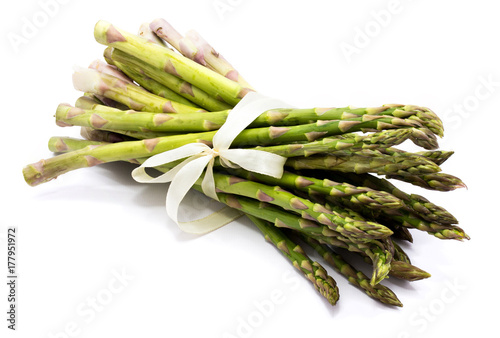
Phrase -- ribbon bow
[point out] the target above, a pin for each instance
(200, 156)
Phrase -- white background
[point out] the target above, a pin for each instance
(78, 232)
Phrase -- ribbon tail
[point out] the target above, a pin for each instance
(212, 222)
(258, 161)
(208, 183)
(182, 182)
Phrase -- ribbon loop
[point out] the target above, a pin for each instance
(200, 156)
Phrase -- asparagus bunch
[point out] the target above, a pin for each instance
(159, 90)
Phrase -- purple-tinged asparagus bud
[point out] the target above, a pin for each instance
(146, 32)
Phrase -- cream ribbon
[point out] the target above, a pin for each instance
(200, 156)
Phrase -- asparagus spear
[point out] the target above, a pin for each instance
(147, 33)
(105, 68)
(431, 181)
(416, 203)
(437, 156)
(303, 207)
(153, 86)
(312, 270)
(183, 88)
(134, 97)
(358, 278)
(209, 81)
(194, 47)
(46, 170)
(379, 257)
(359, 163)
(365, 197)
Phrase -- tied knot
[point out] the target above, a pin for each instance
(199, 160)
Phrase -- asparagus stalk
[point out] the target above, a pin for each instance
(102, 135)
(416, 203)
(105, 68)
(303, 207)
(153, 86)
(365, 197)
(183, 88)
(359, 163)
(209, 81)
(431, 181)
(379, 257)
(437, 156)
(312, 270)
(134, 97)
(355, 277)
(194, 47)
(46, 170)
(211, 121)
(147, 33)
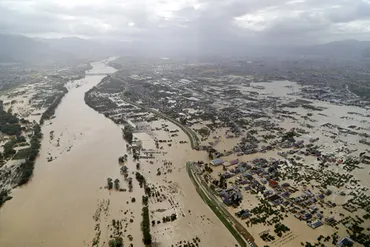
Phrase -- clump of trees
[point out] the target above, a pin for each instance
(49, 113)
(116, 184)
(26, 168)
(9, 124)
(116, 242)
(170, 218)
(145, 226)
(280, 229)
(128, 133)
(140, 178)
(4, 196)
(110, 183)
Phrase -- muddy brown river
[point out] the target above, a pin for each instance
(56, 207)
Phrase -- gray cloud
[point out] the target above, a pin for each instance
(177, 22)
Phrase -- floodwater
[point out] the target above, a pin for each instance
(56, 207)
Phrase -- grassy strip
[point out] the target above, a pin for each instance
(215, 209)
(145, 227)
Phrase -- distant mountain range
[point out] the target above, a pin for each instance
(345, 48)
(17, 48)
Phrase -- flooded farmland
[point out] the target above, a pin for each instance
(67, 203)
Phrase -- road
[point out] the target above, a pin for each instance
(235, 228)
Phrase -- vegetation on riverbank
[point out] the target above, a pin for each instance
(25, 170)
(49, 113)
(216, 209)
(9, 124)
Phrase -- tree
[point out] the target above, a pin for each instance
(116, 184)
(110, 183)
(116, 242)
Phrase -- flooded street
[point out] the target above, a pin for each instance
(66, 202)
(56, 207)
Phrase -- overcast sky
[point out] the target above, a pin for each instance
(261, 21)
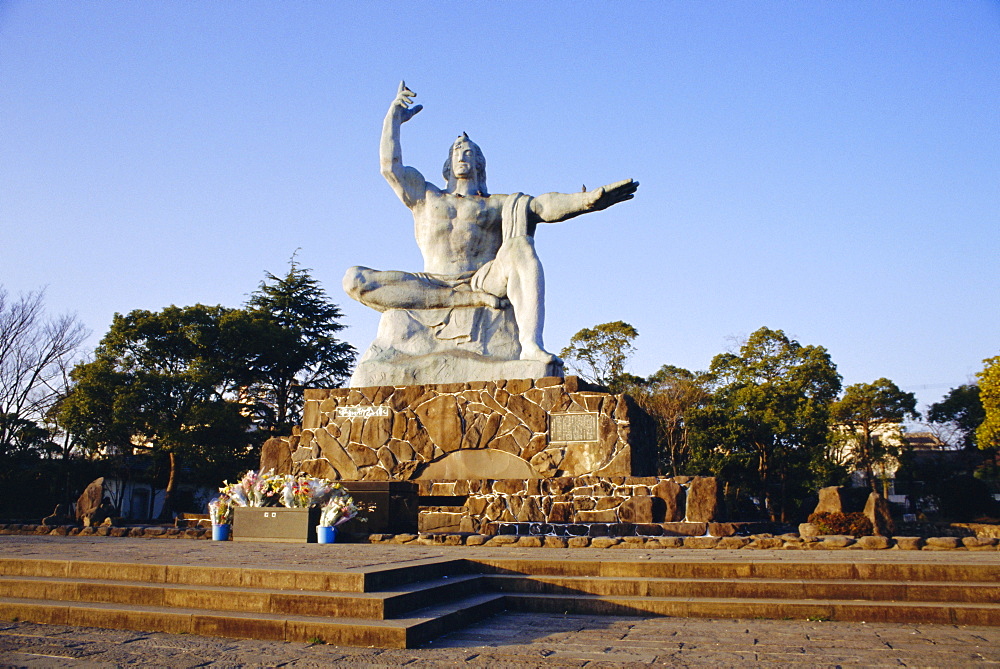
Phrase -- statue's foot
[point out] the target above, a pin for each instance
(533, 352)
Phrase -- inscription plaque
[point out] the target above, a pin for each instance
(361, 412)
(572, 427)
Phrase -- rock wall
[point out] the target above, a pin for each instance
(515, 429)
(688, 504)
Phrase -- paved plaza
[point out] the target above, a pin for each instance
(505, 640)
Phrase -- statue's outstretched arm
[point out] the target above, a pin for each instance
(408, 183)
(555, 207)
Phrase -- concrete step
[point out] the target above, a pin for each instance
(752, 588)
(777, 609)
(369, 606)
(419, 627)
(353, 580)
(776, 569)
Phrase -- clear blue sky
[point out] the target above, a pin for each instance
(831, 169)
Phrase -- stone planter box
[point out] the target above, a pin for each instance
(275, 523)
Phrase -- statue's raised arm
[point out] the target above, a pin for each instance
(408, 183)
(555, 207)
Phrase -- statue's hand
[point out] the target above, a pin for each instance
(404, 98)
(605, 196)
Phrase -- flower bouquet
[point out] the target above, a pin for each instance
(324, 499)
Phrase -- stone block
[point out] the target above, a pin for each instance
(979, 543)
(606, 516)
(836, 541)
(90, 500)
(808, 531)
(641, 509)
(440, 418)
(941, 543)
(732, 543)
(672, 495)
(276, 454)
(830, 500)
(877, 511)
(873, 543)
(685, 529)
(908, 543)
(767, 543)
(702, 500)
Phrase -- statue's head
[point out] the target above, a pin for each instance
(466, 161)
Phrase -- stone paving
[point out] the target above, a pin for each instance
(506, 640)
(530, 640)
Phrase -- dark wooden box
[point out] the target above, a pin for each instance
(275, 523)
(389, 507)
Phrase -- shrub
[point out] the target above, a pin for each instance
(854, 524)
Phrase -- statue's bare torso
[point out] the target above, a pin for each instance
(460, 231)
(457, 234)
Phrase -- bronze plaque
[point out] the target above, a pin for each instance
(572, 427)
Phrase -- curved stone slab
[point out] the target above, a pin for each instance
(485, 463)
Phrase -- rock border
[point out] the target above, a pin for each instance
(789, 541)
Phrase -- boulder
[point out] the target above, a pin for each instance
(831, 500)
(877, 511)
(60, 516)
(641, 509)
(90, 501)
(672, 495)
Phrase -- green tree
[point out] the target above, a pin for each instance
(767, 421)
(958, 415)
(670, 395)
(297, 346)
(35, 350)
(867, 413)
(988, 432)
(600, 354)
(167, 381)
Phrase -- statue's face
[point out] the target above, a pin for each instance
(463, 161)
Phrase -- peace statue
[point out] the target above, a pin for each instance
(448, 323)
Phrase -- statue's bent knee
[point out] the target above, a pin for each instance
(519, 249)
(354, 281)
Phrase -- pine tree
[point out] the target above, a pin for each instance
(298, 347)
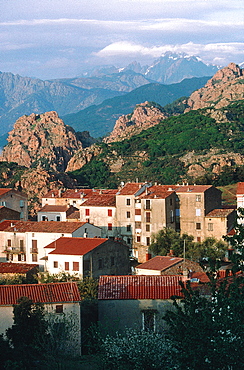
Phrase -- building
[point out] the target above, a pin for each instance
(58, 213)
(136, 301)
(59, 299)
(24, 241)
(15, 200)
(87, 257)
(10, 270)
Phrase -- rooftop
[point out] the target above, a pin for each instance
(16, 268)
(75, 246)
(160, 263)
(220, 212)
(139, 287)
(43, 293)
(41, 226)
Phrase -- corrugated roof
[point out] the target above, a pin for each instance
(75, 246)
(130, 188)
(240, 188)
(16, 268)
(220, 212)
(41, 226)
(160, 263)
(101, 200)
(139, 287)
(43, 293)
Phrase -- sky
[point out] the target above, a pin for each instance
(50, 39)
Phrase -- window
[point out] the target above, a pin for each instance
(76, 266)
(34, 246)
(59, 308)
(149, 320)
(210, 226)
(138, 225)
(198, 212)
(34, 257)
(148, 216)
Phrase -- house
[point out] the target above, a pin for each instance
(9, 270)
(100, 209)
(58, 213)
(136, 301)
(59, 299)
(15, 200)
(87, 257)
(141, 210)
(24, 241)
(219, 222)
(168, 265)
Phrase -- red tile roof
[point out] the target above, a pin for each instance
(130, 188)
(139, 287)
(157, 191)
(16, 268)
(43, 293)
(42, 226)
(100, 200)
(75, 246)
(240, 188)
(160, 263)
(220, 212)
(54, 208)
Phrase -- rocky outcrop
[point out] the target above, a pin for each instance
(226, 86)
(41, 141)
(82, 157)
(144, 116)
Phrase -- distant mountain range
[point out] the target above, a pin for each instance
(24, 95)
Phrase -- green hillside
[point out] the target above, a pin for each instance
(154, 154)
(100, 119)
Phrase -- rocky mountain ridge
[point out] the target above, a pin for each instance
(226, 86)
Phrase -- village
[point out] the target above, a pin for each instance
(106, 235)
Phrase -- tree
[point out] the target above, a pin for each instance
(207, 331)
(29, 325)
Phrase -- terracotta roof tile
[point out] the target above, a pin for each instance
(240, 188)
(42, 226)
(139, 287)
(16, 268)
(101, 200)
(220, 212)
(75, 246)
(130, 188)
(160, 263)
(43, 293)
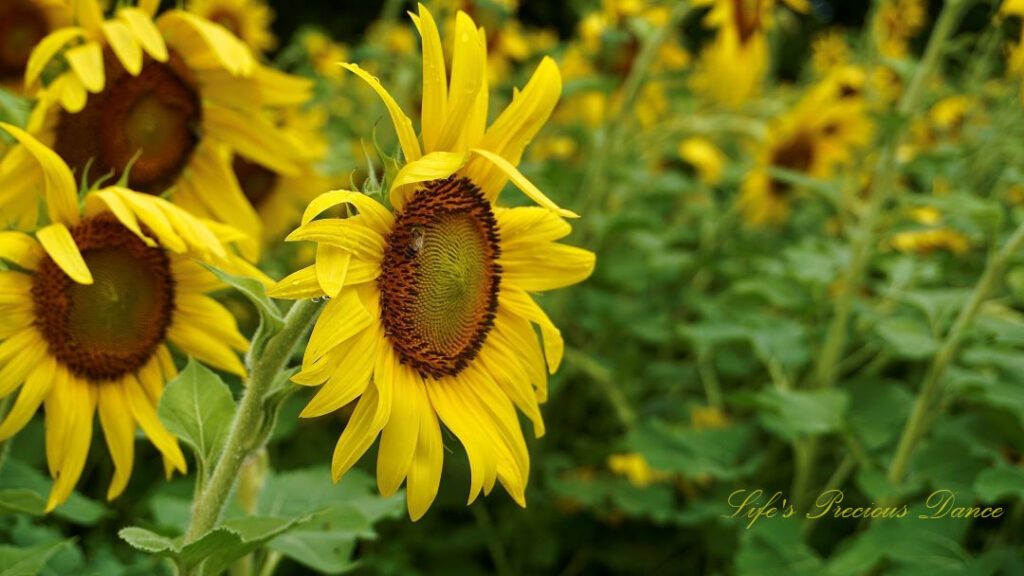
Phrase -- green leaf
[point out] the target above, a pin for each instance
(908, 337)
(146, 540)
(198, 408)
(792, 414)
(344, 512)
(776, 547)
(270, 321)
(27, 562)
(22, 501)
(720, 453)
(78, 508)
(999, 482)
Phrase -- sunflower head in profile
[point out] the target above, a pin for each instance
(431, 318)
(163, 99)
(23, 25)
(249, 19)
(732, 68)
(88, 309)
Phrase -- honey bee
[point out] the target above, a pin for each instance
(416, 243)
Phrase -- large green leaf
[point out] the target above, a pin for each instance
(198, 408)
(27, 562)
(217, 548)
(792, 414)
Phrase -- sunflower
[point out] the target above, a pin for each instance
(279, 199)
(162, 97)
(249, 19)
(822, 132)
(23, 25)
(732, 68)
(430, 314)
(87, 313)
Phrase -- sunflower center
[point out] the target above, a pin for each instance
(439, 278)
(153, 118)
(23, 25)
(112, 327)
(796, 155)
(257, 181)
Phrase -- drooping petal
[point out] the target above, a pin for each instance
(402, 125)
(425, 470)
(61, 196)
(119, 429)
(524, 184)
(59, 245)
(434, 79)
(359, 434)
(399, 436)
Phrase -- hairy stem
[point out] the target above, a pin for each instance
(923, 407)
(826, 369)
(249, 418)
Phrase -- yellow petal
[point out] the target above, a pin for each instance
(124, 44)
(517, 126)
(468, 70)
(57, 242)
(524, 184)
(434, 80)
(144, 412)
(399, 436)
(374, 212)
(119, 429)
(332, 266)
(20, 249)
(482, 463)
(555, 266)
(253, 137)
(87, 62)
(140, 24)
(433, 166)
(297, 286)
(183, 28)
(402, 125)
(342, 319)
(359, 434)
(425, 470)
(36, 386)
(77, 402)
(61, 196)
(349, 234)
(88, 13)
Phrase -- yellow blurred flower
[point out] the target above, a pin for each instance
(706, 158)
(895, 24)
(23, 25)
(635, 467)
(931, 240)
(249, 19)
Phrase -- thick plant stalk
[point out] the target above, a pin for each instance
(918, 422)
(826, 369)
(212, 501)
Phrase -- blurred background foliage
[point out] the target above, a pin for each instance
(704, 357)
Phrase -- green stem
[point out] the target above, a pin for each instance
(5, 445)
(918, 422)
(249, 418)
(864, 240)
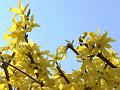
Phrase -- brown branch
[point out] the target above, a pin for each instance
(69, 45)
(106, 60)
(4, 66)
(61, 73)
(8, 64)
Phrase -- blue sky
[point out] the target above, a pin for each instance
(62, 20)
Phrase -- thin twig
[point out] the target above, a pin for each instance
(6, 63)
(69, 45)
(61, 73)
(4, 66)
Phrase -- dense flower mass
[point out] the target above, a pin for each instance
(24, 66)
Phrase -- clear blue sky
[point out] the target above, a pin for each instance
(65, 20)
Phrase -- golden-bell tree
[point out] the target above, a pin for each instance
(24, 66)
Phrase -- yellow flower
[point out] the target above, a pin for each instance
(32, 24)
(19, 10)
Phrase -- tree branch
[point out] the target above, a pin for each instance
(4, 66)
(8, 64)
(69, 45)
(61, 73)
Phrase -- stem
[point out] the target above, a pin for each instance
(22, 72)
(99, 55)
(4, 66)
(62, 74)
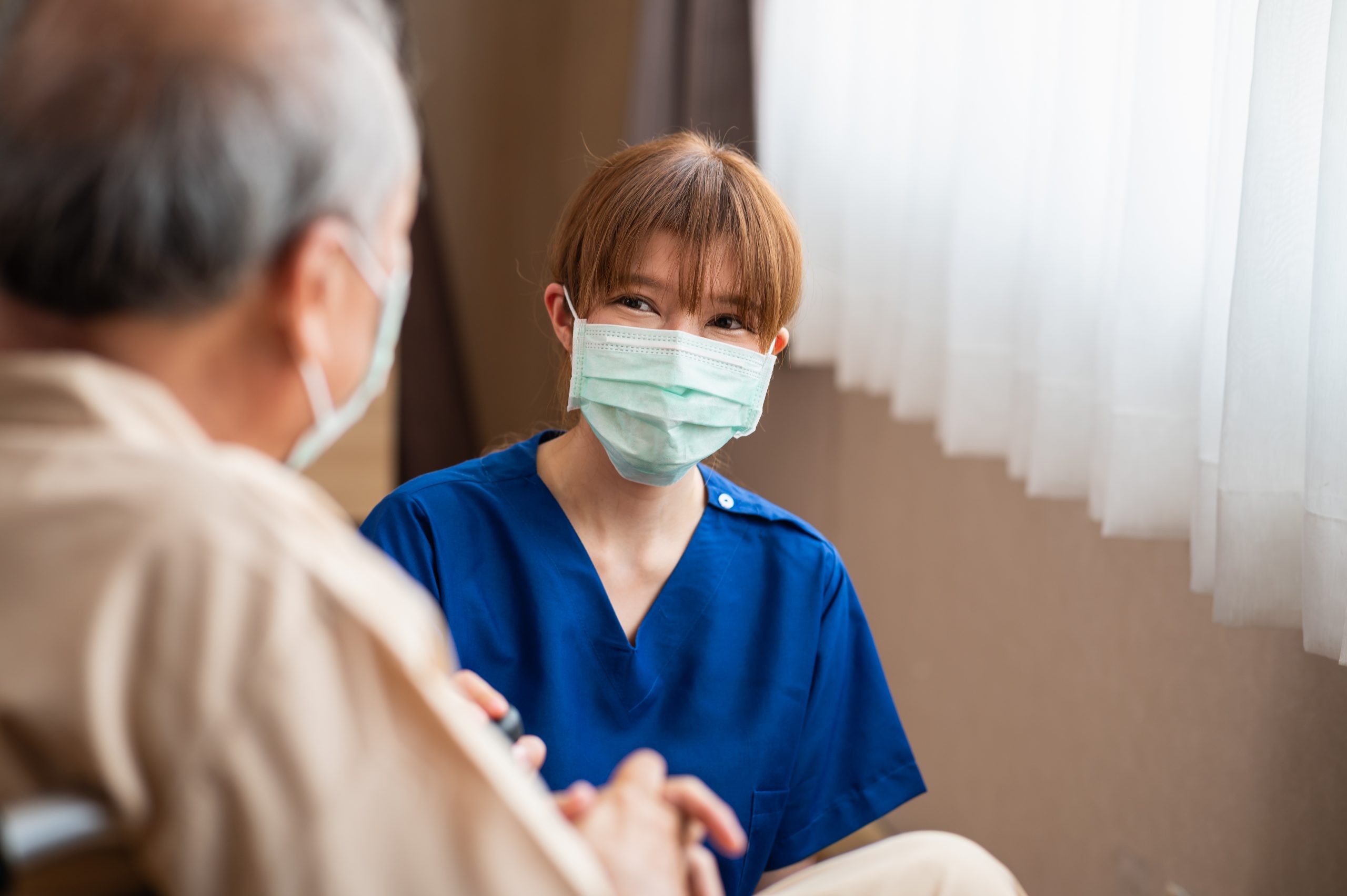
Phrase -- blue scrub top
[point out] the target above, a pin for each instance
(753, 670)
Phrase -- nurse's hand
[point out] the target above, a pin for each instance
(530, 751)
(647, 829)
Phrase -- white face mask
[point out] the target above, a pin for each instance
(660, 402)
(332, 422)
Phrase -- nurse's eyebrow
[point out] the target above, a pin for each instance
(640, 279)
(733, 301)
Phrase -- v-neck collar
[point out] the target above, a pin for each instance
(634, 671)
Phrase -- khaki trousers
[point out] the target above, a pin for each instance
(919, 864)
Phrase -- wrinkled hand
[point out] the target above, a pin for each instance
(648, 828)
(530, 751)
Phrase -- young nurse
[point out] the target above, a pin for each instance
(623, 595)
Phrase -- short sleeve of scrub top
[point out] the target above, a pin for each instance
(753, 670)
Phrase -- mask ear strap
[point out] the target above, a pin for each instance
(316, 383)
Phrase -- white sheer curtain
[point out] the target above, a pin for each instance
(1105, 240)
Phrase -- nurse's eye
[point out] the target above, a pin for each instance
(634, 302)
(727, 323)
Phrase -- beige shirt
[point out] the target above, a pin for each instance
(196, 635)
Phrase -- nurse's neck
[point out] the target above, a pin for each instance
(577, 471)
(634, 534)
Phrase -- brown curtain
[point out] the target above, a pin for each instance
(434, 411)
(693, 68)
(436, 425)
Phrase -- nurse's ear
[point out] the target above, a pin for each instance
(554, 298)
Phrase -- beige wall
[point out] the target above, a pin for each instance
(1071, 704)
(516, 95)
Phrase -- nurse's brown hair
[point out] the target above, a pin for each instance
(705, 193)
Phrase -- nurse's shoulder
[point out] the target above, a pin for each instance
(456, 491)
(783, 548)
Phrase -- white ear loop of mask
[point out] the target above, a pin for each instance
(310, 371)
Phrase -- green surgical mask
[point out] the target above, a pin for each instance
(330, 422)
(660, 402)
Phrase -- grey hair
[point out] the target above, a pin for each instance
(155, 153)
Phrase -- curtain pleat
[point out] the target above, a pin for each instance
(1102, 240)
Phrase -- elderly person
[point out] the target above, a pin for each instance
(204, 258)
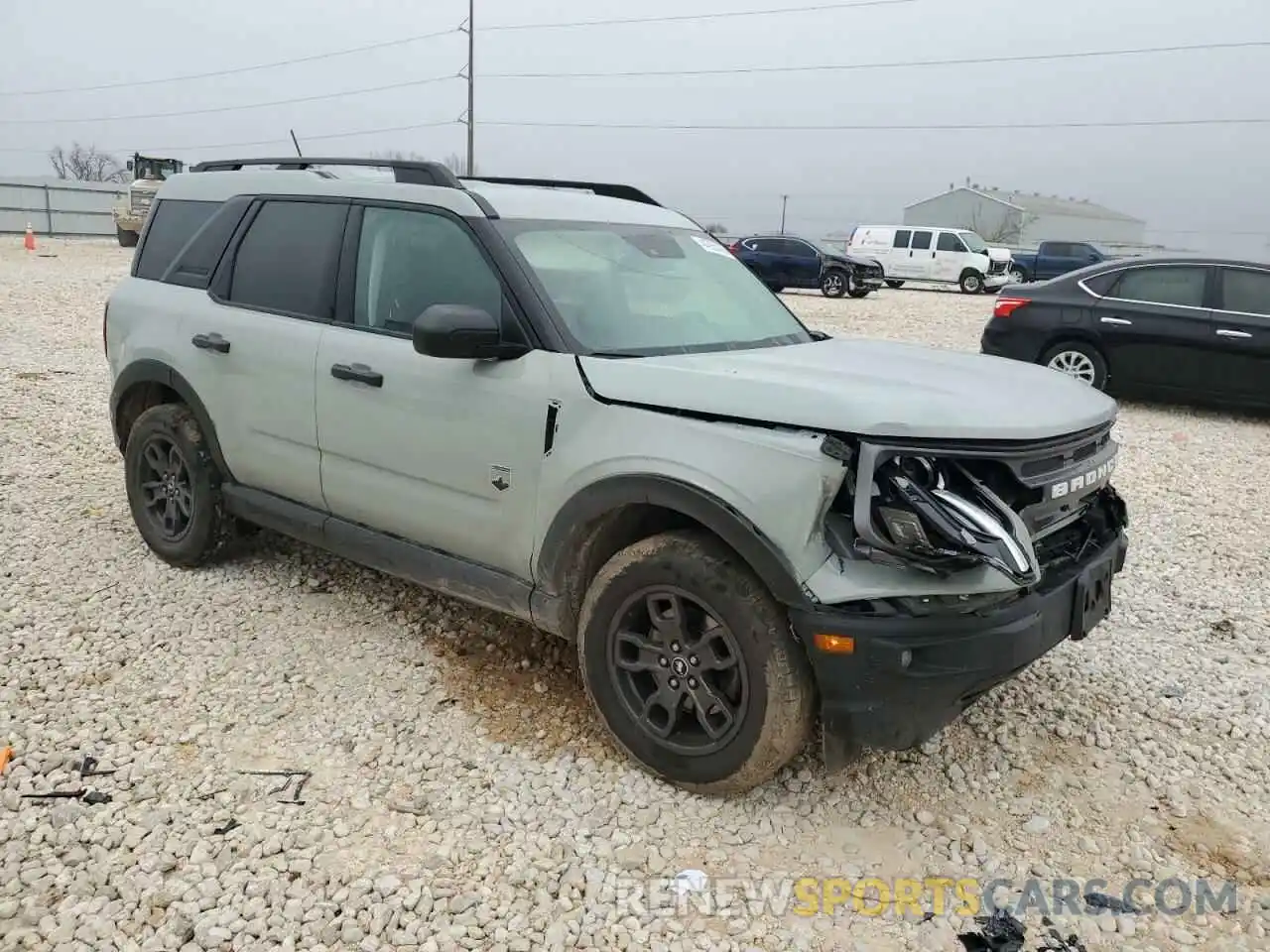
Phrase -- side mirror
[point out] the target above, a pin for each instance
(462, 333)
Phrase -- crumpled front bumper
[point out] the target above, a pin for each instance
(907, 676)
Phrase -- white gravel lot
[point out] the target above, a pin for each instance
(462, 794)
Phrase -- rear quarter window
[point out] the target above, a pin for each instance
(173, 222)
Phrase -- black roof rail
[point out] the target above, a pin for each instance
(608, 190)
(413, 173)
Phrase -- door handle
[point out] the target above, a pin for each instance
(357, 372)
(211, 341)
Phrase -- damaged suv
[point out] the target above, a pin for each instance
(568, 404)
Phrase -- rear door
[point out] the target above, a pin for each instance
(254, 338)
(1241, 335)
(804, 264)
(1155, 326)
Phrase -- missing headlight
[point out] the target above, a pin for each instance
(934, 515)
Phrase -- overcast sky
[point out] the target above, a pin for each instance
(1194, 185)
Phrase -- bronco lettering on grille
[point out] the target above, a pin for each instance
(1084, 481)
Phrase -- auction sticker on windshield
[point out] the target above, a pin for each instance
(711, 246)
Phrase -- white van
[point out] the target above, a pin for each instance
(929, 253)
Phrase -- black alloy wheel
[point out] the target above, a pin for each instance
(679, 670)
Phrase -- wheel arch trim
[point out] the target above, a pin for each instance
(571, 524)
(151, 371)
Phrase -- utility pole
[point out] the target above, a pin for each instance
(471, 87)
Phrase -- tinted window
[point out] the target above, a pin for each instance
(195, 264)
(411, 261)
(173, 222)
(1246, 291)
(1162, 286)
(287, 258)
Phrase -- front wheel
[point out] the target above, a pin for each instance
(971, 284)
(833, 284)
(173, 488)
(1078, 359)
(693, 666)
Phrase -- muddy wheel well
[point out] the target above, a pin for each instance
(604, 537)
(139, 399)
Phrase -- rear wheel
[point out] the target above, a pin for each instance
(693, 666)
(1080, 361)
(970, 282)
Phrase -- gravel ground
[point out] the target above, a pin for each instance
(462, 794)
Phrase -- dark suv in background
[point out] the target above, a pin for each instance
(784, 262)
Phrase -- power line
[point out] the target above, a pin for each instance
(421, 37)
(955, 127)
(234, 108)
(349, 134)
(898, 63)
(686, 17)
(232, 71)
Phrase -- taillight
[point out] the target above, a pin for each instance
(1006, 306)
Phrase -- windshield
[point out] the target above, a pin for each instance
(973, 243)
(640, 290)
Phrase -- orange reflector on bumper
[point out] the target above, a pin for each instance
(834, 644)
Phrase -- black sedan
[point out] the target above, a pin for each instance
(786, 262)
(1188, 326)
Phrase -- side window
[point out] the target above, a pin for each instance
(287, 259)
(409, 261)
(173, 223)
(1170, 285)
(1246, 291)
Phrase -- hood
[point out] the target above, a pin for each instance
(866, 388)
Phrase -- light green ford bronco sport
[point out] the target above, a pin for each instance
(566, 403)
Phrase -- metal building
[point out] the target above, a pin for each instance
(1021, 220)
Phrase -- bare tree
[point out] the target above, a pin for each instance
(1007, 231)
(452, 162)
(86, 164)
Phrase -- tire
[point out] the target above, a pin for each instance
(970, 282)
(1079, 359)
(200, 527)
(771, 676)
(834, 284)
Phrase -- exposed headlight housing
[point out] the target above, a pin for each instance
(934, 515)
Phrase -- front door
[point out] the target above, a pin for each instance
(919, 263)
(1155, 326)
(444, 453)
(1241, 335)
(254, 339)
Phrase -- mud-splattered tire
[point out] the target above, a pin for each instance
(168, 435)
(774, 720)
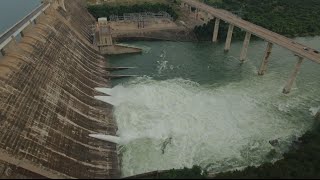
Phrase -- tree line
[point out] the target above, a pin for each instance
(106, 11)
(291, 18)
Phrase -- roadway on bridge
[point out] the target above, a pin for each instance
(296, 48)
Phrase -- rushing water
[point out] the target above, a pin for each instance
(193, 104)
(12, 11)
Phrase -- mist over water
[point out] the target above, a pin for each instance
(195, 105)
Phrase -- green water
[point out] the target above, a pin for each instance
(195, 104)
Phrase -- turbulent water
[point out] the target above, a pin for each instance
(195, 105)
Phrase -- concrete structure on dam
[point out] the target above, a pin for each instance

■ **What you should do**
Return the lines of the listing verbatim, starting at the line that contains "Phrase -- green water" and ending at the last line of the listing, both included.

■ **Solution for this exercise**
Phrase -- green water
[point out] the target above, a pin for each instance
(195, 104)
Phrase -- turbulent water
[point out] the target above, a pin for each instance
(195, 105)
Phrase -- concrete structure on dam
[point out] the target above, a pin for each instance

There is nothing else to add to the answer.